▶ What you need to do
Lay out every line of the data below as a numbered list, omitting any blank lines.

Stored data
━━━━
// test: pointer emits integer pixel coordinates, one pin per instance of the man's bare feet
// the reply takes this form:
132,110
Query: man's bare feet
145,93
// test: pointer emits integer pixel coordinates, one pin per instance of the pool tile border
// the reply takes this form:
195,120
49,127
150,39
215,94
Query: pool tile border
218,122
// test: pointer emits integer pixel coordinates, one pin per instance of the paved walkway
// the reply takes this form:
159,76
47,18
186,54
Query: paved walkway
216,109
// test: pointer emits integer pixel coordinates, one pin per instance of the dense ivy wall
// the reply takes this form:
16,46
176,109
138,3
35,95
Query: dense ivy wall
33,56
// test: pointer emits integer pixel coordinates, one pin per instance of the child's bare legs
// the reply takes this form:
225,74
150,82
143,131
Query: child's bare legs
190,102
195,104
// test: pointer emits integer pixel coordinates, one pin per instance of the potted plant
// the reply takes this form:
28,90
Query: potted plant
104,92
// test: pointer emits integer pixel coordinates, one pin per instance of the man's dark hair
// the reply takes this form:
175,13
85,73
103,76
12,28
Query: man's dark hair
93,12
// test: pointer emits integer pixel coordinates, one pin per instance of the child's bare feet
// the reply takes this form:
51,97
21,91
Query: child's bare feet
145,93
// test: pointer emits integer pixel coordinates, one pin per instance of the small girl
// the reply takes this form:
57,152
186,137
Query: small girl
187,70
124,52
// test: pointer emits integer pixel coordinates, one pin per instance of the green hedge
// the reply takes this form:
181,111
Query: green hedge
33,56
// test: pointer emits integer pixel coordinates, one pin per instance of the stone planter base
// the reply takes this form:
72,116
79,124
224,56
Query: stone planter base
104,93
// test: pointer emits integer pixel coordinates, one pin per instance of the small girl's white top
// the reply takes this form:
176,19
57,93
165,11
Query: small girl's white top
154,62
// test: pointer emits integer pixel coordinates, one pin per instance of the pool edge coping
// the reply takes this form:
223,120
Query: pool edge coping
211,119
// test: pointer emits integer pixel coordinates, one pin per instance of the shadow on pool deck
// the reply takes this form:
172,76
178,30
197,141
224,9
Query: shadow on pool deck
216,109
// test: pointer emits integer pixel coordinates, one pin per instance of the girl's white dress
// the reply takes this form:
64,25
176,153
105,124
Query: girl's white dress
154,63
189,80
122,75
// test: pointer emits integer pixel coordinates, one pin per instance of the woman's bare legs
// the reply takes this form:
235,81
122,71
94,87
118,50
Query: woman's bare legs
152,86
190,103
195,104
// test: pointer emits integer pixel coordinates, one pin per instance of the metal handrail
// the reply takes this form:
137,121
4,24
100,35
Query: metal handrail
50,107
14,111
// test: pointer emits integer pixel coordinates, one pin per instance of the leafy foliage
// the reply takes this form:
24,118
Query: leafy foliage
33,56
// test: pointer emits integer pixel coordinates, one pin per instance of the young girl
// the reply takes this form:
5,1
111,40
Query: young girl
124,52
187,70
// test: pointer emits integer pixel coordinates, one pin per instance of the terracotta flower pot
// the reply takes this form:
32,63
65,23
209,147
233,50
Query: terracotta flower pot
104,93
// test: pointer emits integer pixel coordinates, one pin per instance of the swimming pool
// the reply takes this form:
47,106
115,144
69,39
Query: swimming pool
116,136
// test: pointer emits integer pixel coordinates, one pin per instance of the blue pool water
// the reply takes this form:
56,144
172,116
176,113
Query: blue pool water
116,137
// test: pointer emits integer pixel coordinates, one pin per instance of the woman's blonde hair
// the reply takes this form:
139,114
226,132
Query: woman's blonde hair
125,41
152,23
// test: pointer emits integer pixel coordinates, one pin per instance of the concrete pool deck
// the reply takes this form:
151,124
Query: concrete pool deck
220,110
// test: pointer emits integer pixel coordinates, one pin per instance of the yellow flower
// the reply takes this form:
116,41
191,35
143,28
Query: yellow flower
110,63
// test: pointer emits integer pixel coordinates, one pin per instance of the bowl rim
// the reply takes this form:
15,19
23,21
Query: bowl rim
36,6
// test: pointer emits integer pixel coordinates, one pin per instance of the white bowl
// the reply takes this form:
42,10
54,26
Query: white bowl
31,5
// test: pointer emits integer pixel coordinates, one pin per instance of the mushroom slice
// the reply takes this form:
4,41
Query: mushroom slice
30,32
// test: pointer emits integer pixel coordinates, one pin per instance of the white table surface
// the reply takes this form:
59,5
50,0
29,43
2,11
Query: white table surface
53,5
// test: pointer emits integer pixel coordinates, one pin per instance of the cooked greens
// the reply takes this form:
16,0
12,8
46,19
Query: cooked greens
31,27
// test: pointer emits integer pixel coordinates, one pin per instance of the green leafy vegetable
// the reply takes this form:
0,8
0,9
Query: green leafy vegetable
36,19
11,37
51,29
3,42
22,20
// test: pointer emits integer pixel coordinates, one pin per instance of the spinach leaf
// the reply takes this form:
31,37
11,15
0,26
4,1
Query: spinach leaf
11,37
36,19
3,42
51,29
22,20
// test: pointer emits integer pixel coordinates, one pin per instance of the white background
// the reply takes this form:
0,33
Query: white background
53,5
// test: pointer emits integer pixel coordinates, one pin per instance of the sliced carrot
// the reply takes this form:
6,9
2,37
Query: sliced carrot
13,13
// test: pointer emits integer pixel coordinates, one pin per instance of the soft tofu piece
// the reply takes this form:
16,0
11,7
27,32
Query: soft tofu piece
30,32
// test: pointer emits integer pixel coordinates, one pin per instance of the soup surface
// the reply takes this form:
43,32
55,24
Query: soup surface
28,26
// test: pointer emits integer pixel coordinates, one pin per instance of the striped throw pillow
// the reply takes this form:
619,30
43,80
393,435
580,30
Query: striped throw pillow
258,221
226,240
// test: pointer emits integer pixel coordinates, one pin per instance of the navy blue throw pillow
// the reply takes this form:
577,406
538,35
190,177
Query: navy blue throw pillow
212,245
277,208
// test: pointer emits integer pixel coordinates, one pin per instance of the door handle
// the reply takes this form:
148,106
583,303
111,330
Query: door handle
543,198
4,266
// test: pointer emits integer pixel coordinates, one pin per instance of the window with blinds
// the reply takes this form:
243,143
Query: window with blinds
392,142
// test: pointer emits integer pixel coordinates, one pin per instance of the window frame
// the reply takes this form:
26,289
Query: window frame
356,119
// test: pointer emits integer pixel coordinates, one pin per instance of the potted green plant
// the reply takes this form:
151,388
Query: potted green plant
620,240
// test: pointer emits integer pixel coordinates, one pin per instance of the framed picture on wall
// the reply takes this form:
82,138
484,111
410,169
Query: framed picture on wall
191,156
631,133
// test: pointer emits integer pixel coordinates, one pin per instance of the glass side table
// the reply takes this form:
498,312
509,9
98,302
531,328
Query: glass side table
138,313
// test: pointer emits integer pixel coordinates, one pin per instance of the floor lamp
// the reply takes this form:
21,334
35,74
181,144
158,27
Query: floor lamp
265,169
━━━━
▶ Exercise answer
1. // test: pointer emits integer pixel coordinates, one pin per instance of the man's bare feet
2. // the reply takes this form:
3. 132,110
4. Query: man's bare feet
5. 145,93
6. // test: pointer emits integer pixel coordinates, one pin per instance of the pool tile border
7. // the reply takes this form:
8. 195,120
9. 49,127
10. 150,39
11. 215,94
12. Query: pool tile border
13. 218,122
14. // test: pointer emits integer pixel coordinates, one pin per instance of the paved walkway
15. // the reply takes this form:
16. 159,76
17. 47,18
18. 186,54
19. Query: paved walkway
20. 216,109
21. // test: pointer emits integer pixel coordinates, one pin per instance of the dense ivy wall
22. // the reply takes this form:
23. 16,46
24. 176,109
25. 138,3
26. 35,95
27. Query: dense ivy wall
28. 33,56
29. // test: pointer emits integer pixel coordinates, one pin per instance of the child's bare legs
30. // the reply takes this form:
31. 225,74
32. 150,82
33. 143,131
34. Query: child's bare legs
35. 190,102
36. 195,104
37. // test: pointer emits integer pixel coordinates, one pin per instance of the potted plant
38. // the reply takes this form:
39. 28,90
40. Query: potted plant
41. 104,92
42. // test: pointer emits integer pixel coordinates, one pin per instance of the man's dark hair
43. // the reply takes this form:
44. 175,13
45. 85,73
46. 103,76
47. 12,28
48. Query: man's dark hair
49. 93,12
50. // test: pointer emits integer pixel coordinates, one pin per instance of the child's bare feet
51. // the reply takes this form:
52. 51,97
53. 21,91
54. Query: child's bare feet
55. 145,93
56. // test: pointer emits integer pixel coordinates, one pin per instance of the small girl
57. // the reply takes this form:
58. 57,152
59. 186,137
60. Query: small girl
61. 187,70
62. 124,52
63. // test: pointer emits integer pixel coordinates, one pin per instance of the green hedge
64. // the reply takes this form:
65. 181,111
66. Query: green hedge
67. 33,56
68. // test: pointer emits integer pixel coordinates, one pin per instance of the stone planter base
69. // the reply takes this form:
70. 72,116
71. 79,124
72. 224,56
73. Query: stone planter base
74. 104,93
75. // test: pointer emits integer pixel coordinates, one pin per instance of the small girl's white top
76. // the reply takes this form:
77. 176,19
78. 57,93
79. 165,11
80. Query: small girl's white top
81. 154,62
82. // test: pointer emits integer pixel coordinates, one pin per instance of the pool edge coping
83. // the reply takes this form:
84. 223,120
85. Query: pool edge coping
86. 211,119
87. // test: pointer emits integer pixel coordinates, one pin per instance of the shadow on pool deck
88. // the reply takes this form:
89. 172,76
90. 178,30
91. 197,141
92. 224,9
93. Query: shadow on pool deck
94. 216,109
95. // test: pointer emits integer pixel coordinates, one pin per instance of the girl's white dress
96. // the reply takes this form:
97. 64,25
98. 176,153
99. 105,124
100. Query: girl's white dress
101. 154,63
102. 189,80
103. 122,75
104. // test: pointer emits integer pixel coordinates, one pin per instance of the woman's bare legs
105. // the reply takes this form:
106. 235,81
107. 122,71
108. 94,87
109. 118,50
110. Query: woman's bare legs
111. 152,86
112. 190,103
113. 195,104
114. // test: pointer emits integer pixel coordinates, one pin per instance of the metal handrail
115. // the reply takes this form:
116. 137,121
117. 4,24
118. 100,35
119. Query: metal handrail
120. 50,107
121. 14,111
122. // test: pointer emits integer pixel coordinates, one pin per instance of the leafy foliage
123. // the reply takes this form:
124. 24,118
125. Query: leafy foliage
126. 33,56
127. // test: pointer emits integer pixel coordinates, one pin per instance of the young girl
128. // the reply takes this form:
129. 5,1
130. 111,40
131. Query: young girl
132. 124,52
133. 187,70
134. // test: pointer emits integer pixel coordinates, one pin per instance of the terracotta flower pot
135. // the reply takes this form:
136. 32,63
137. 65,23
138. 209,147
139. 233,50
140. Query: terracotta flower pot
141. 104,93
142. // test: pointer emits integer pixel coordinates, one pin per instance of the swimming pool
143. // the reply takes this form:
144. 47,106
145. 115,144
146. 69,39
147. Query: swimming pool
148. 116,136
149. // test: pointer emits integer pixel coordinates, one pin per instance of the blue pool water
150. // the reply takes this form:
151. 56,144
152. 172,116
153. 176,113
154. Query: blue pool water
155. 116,137
156. // test: pointer emits integer pixel coordinates, one pin per instance of the woman's blonde hair
157. // the reply takes this form:
158. 139,114
159. 226,132
160. Query: woman's blonde hair
161. 125,41
162. 152,23
163. // test: pointer emits integer pixel coordinates, one pin per instance of the concrete pool deck
164. // the reply takes this form:
165. 151,124
166. Query: concrete pool deck
167. 220,110
168. // test: pointer emits integer pixel coordinates, one pin per instance of the yellow flower
169. // the reply takes this form:
170. 116,41
171. 191,35
172. 143,28
173. Query: yellow flower
174. 110,63
175. // test: pointer emits integer pixel coordinates, one pin per instance of the bowl rim
176. // the reply takes this form:
177. 15,19
178. 23,21
179. Query: bowl rim
180. 36,6
181. // test: pointer emits integer pixel coordinates, one pin per instance of the white bowl
182. // the reply takes this form:
183. 42,10
184. 54,26
185. Query: white bowl
186. 31,5
187. // test: pointer emits integer pixel coordinates, one pin per instance of the mushroom slice
188. // the reply takes this form:
189. 4,41
190. Query: mushroom slice
191. 30,32
192. // test: pointer emits integer pixel coordinates, one pin per instance of the white table surface
193. // the reply takes this form:
194. 59,5
195. 50,0
196. 29,43
197. 2,11
198. Query: white table surface
199. 53,5
200. // test: pointer emits integer pixel coordinates, one pin per instance of the cooked greens
201. // the reply takes this form:
202. 16,0
203. 12,8
204. 46,19
205. Query: cooked greens
206. 31,27
207. // test: pointer emits integer pixel coordinates, one pin per instance of the green leafy vegetable
208. // the reply takes this form:
209. 0,8
210. 0,9
211. Query: green leafy vegetable
212. 36,19
213. 11,37
214. 51,29
215. 3,42
216. 22,20
217. // test: pointer emits integer pixel coordinates, one pin per instance of the spinach leaf
218. // the reply takes this form:
219. 31,37
220. 11,15
221. 0,26
222. 4,1
223. Query: spinach leaf
224. 11,37
225. 36,19
226. 3,42
227. 51,29
228. 22,20
229. // test: pointer emits integer pixel coordinates, one pin per instance of the white background
230. // the reply takes this form:
231. 0,33
232. Query: white background
233. 53,5
234. // test: pointer emits integer pixel coordinates, one pin per instance of the sliced carrot
235. // the reply takes this form:
236. 6,9
237. 2,37
238. Query: sliced carrot
239. 13,13
240. // test: pointer emits integer pixel coordinates, one pin per instance of the soft tofu piece
241. // the reply takes this form:
242. 16,0
243. 11,7
244. 27,32
245. Query: soft tofu piece
246. 30,32
247. // test: pointer emits integer pixel coordinates, one pin per instance of the soup surface
248. // the reply takes this form:
249. 43,32
250. 55,24
251. Query: soup surface
252. 28,26
253. // test: pointer emits integer pixel coordinates, one pin per instance of the striped throw pillow
254. // the reply takes this form:
255. 619,30
256. 43,80
257. 393,435
258. 580,30
259. Query: striped throw pillow
260. 258,221
261. 226,240
262. // test: pointer emits integer pixel coordinates, one pin per instance of the navy blue throw pillow
263. // the reply takes this form:
264. 577,406
265. 538,35
266. 190,177
267. Query: navy blue throw pillow
268. 212,245
269. 277,208
270. // test: pointer emits integer pixel coordinates, one pin per instance of the door handle
271. // the reply takes this form:
272. 148,106
273. 583,303
274. 111,330
275. Query: door handle
276. 543,198
277. 4,266
278. // test: pointer emits integer pixel coordinates, one pin per instance of the window with blinds
279. // the reply takes this form:
280. 243,143
281. Query: window with blinds
282. 392,142
283. // test: pointer emits integer pixel coordinates, one pin per instance of the window frame
284. // the reply takes this form:
285. 26,289
286. Query: window frame
287. 356,119
288. // test: pointer emits integer pixel coordinates, one pin per instance of the potted green plant
289. // the reply takes this form:
290. 151,388
291. Query: potted green plant
292. 620,240
293. // test: pointer emits integer pixel coordinates, one pin per instance of the framed picture on wall
294. // the reply takes this form:
295. 82,138
296. 484,111
297. 410,169
298. Query: framed picture on wall
299. 191,156
300. 631,133
301. // test: pointer emits integer pixel coordinates, one pin per instance of the glass side table
302. // the reply takes this form:
303. 498,312
304. 509,9
305. 98,302
306. 531,328
307. Query: glass side table
308. 138,313
309. // test: pointer emits integer pixel coordinates, one pin per instance of the floor lamp
310. // the reply takes this form:
311. 21,334
312. 35,74
313. 181,144
314. 158,27
315. Query: floor lamp
316. 265,169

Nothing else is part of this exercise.